Natural-language object grounding data
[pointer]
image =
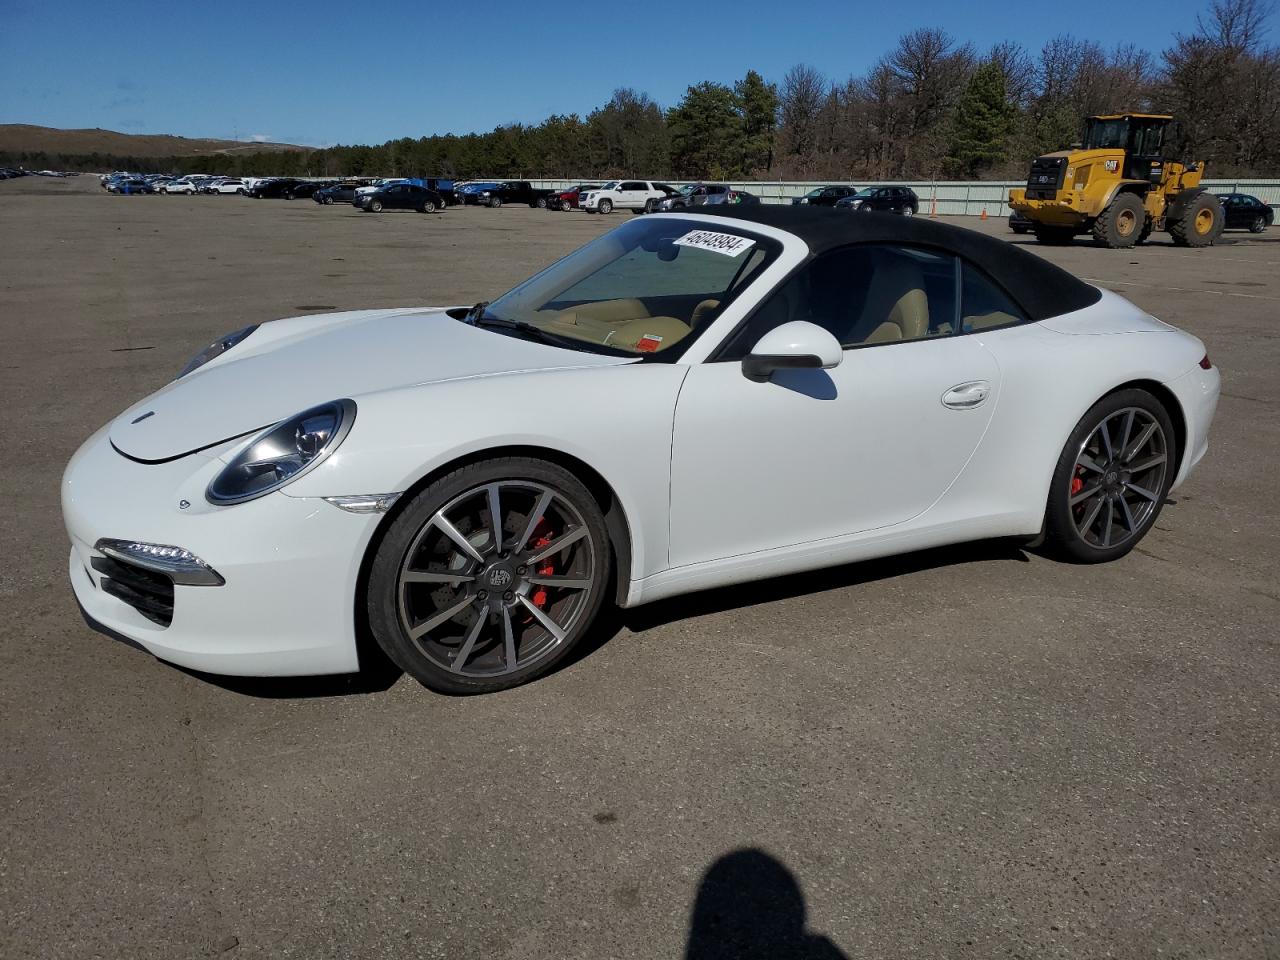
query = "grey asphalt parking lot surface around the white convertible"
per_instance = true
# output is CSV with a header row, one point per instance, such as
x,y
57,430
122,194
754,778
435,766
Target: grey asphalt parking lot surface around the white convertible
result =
x,y
966,753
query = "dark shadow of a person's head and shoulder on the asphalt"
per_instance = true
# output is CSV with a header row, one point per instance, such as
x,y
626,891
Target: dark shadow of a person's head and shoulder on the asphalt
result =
x,y
751,907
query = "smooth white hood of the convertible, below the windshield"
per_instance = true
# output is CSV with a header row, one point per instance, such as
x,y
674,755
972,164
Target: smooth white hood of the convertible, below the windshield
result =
x,y
287,367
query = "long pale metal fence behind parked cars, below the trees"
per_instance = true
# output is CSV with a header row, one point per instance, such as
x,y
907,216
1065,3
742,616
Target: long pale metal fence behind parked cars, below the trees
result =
x,y
945,198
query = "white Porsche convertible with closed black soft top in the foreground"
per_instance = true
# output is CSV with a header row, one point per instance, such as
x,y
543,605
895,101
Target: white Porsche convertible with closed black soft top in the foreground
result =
x,y
692,400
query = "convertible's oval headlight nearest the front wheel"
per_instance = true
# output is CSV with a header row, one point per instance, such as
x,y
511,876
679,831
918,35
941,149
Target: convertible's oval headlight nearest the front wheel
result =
x,y
282,454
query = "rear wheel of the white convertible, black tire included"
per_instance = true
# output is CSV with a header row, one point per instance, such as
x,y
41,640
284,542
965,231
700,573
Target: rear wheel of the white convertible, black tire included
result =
x,y
1112,479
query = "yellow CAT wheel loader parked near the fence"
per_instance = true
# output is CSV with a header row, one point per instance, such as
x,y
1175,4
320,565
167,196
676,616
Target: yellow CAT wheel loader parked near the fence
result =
x,y
1121,185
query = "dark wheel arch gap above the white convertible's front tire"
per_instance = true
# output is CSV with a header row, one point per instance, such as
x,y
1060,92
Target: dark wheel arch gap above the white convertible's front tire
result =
x,y
615,522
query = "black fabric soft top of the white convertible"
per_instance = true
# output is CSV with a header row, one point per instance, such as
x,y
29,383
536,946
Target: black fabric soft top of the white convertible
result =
x,y
1040,289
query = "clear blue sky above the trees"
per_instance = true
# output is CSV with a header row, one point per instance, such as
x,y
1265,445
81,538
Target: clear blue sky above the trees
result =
x,y
323,74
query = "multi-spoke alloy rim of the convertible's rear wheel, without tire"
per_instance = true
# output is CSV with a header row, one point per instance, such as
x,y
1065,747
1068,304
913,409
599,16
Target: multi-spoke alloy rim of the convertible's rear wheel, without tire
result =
x,y
1119,478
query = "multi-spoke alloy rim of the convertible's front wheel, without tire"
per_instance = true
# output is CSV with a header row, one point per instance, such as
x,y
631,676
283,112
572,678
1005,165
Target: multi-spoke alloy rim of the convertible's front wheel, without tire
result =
x,y
497,579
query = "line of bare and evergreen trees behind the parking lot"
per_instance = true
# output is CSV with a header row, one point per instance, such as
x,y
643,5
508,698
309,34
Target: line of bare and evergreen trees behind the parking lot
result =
x,y
930,109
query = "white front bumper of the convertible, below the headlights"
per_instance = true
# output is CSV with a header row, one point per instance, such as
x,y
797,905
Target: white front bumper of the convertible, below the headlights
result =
x,y
291,565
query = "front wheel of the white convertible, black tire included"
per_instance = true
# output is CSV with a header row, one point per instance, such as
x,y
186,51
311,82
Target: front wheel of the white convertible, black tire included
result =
x,y
469,606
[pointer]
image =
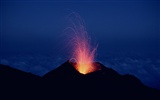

* Task prompt *
If a record holds a picture, drop the picture and return the rest of it exactly.

* Solution for this task *
[pointer]
image =
query = "grey asphalt parking lot surface around the white convertible"
per_instance = true
# output is CSV with a header row, one point per instance, such as
x,y
57,430
122,194
754,778
435,766
Target: grey asphalt parking lot surface around the white convertible
result =
x,y
966,753
query = "dark shadow of a person's head and shoulder on the asphalt"
per_instance = true
# output is CSV with a header row, one point per instance, such as
x,y
626,891
Target: dark shadow of a person's head and shoulder on the asphalt
result =
x,y
751,907
query = "smooth white hood of the convertible, below the windshield"
per_instance = true
# output is CSV with a header row, one point per instance, such as
x,y
674,755
972,164
Target: smooth white hood of the convertible, below the windshield
result =
x,y
287,367
query = "long pale metal fence behind parked cars, below the trees"
per_instance = true
# output is CSV with a header row, one point per instance, such as
x,y
907,216
1065,3
742,616
Target: long pale metal fence behind parked cars, below the trees
result =
x,y
945,198
query = "white Porsche convertible with closed black soft top in the foreground"
per_instance = true
# output is CSV with a header row, one point per instance, such as
x,y
543,605
895,101
Target: white Porsche convertible with closed black soft top in the foreground
result =
x,y
692,400
query = "convertible's oval headlight nearest the front wheel"
per_instance = true
# output is CSV with a header row, one point per instance, such as
x,y
511,876
679,831
918,35
941,149
Target: convertible's oval headlight nearest the front wheel
result =
x,y
282,454
query = "rear wheel of the white convertible, black tire included"
per_instance = true
# output is CSV with a header row, one point per instance, such as
x,y
41,640
284,542
965,231
700,573
Target: rear wheel of the white convertible, black tire included
result =
x,y
1112,479
query = "yellow CAT wheel loader parked near the fence"
per_instance = true
# output is CSV with a header row, one point per instance, such as
x,y
1175,4
320,565
167,196
676,616
Target: yellow CAT wheel loader parked near the fence
result =
x,y
1121,185
query = "dark wheel arch gap above the white convertible's front tire"
per_instance = true
# output is CSV with a header row, one point per instance, such as
x,y
1060,92
Target: dark wheel arch gap above the white convertible's front tire
result =
x,y
615,522
query = "black fabric soft top of the white convertible"
per_instance = true
# output is CSV with a header row, one point per instance, such as
x,y
29,383
536,946
Target: black fabric soft top of the white convertible
result =
x,y
1040,289
query = "clear blue sky above the trees"
per_instance = true
# output is CSV with a header row, one point per instance, such as
x,y
1265,445
81,538
Target: clear blue sky above the trees
result =
x,y
323,74
query = "multi-spoke alloy rim of the convertible's rear wheel, without tire"
per_instance = true
# output is CSV with a header row, one point per instance, such as
x,y
1065,747
1068,304
913,409
599,16
Target: multi-spoke alloy rim of the convertible's rear wheel, without tire
result =
x,y
1119,478
query = "multi-spoke alloy rim of the convertible's front wheel, without tire"
per_instance = true
# output is CSV with a header row, one point per instance, such as
x,y
631,676
283,112
572,678
1005,165
Target: multi-spoke alloy rim of the convertible's front wheel, without tire
result =
x,y
497,579
query = "line of bare and evergreen trees behind the parking lot"
per_instance = true
# output is CSV with a header row, one point per instance, such as
x,y
643,5
508,698
309,34
Target: line of bare and evergreen trees behind the parking lot
result =
x,y
930,109
query = "white front bumper of the convertible, below the headlights"
per_instance = true
# output is CSV with a header row, one point per instance, such as
x,y
797,905
Target: white front bumper of the convertible, below the headlights
result =
x,y
291,565
query = "front wheel of the white convertible, black tire included"
per_instance = true
# output is CSV with a header row, one point per instance, such as
x,y
186,51
311,82
Target: front wheel of the white convertible, black tire included
result =
x,y
469,606
[pointer]
image =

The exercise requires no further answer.